» **Problems to work on**
1) In the article on hydroxychloroquine and TIL therapy, rewrite the passage starting with "The clinical-stage biotech" and going on through "mechanism of action.", substituting "rheumatoid arthritis" for "malaria".
2) Translate this sentence from the article on hydroxychloroquine and TIL therapy into Spanish: "The study also revealed that HCQ's effect on surface PD-L1 expression was not significant when compared with interferon-gamma (IFN-γ), suggesting a potentially complementary mechanism to existing immunotherapy approaches."
3) Using the article on hydroxychloroquine and TIL therapy, explain why it matters that HCQ raises membrane MHC-I levels without negatively affecting TIL proliferation.

» **Extract to read**
Shanghai-based Juncell Therapeutics has announced plans to present groundbreaking preclinical research on an innovative pretreatment regimen for Tumor-Infiltrating Lymphocyte (TIL) therapy at the upcoming American Association for Cancer Research (AACR) Annual Meeting in Chicago, April 25-30, 2025.
The clinical-stage biotech company's research demonstrates that hydroxychloroquine (HCQ), a well-established medication commonly used for malaria and autoimmune conditions, could significantly enhance the tumor-killing efficacy of TIL therapy through a novel mechanism of action.
Hydroxychloroquine's Novel Role in Cancer Immunotherapy
According to the preclinical study, hydroxychloroquine works by elevating membrane MHC-I protein levels on tumor cells, which plays a crucial role in immune recognition. Importantly, the research shows that HCQ achieves this enhancement without negatively affecting TIL proliferation, a critical factor for successful cell therapy.
The study also revealed that HCQ's effect on surface PD-L1 expression was not significant when compared with interferon-gamma (IFN-γ), suggesting a potentially complementary mechanism to existing immunotherapy approaches.
"These results provide compelling preclinical evidence supporting the use of hydroxychloroquine as a pretreatment strategy for adoptive cell therapy using TILs in clinical trials," noted the company in their announcement.

» **Exercise data**
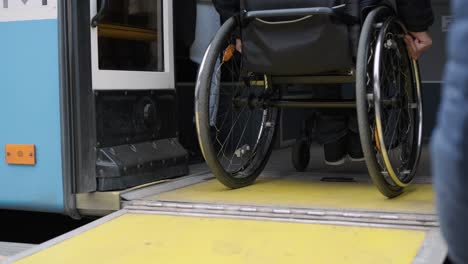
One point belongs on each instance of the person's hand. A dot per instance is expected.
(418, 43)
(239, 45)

...

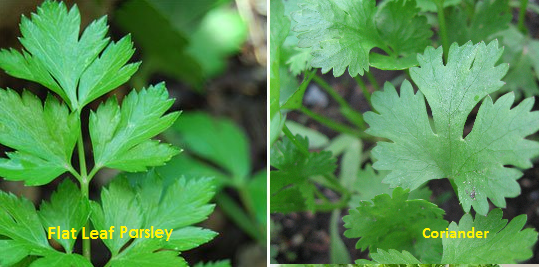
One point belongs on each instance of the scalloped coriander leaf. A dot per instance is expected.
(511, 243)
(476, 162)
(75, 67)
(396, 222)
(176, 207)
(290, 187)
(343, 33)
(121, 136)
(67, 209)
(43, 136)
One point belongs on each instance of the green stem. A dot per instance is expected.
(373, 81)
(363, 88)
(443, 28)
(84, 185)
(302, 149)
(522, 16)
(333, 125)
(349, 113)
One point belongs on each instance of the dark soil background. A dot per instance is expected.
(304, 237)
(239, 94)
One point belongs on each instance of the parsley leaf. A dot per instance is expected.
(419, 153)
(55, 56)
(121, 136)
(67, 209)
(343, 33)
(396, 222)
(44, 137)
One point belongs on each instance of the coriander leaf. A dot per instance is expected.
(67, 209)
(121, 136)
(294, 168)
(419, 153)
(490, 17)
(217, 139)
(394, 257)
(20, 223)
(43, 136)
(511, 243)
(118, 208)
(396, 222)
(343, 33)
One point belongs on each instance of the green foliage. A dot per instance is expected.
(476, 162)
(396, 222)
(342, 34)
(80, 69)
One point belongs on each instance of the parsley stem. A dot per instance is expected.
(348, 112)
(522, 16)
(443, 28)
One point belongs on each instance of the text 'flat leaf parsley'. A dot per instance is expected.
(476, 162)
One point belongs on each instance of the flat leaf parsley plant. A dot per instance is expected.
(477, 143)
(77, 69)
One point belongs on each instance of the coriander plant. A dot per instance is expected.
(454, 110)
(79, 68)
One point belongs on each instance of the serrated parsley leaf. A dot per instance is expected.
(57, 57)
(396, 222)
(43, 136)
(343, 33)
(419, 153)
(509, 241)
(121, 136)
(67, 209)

» **Results of the exercise**
1)
The clinical-stage biotech company's research demonstrates that hydroxychloroquine (HCQ), a well-established medication commonly used for rheumatoid arthritis and autoimmune conditions, could significantly enhance the tumor-killing efficacy of TIL therapy through a novel mechanism of action.

2) El estudio también reveló que el efecto de la HCQ sobre la expresión de PD-L1 en la superficie no fue significativo en comparación con el interferón gamma (IFN-γ), lo que sugiere un mecanismo potencialmente complementario a los enfoques de inmunoterapia existentes.

3) Membrane MHC-I protein on tumor cells plays a crucial role in immune recognition. TIL proliferation is a critical factor for successful cell therapy. HCQ therefore strengthens immune recognition of the tumor without undermining the expansion of the therapeutic cells.